課題の指示:
本文では、アッシジの聖フランシスコは「イエスの召命」を持っていたのに、どんな職を引き受けたとされていますか?

イエス・キリストの黙示。この黙示は、すぐにも起こるはずのことを、神がその僕たちに示すためキリストに与え、それをキリストが天使を送って僕ヨハネに知らせたものである。ヨハネは、神の言葉とイエス・キリストの証し、すなわち、自分が見たすべてを証しした。この預言の言葉を朗読する者と、これを聞いて中に記されたことを守る者たちは、幸いだ。時が迫っているからである。(ヨハネの黙示1,1~3)

 2025/01/20


179. 預言された者 その4

アッシジの聖フランシスコは、「イエスの召命」を持っていたのに、助祭職を引き受けた。そして、聖痕を受けた。それは、彼がキリスト者の男性だったからだ。このことについて、復活したイエスがマグダラのマリアに、「わたしの兄弟たちのところへ行って、こう言いなさい。『わたしの父であり、あなたがたの父である方、また、わたしの神であり、あなたがたの神である方のところへわたしは上る』と」(ヨハ20:17)と命じた言葉から考察する。

提供データ:
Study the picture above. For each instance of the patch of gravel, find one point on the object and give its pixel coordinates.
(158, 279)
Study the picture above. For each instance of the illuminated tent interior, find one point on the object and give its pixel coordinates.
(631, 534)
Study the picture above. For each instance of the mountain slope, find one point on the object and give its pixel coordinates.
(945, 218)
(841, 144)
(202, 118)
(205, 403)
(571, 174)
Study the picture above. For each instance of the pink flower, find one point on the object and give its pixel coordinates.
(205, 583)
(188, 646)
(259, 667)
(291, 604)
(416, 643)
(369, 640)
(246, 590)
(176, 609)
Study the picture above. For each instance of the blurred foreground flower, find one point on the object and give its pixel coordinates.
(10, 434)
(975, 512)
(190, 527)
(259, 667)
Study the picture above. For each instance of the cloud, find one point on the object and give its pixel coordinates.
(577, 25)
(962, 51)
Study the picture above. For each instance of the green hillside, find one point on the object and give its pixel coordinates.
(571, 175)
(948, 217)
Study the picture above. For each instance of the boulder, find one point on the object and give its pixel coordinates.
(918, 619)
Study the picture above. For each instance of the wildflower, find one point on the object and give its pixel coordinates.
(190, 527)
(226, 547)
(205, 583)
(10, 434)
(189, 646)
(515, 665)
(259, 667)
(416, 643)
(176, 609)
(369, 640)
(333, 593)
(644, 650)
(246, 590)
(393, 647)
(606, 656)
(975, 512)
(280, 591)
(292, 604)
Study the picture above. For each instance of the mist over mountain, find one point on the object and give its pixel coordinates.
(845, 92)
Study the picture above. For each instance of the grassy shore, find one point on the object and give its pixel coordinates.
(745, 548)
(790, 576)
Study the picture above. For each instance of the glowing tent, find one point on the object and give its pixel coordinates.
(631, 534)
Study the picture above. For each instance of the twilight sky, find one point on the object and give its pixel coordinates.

回答:
助祭職です。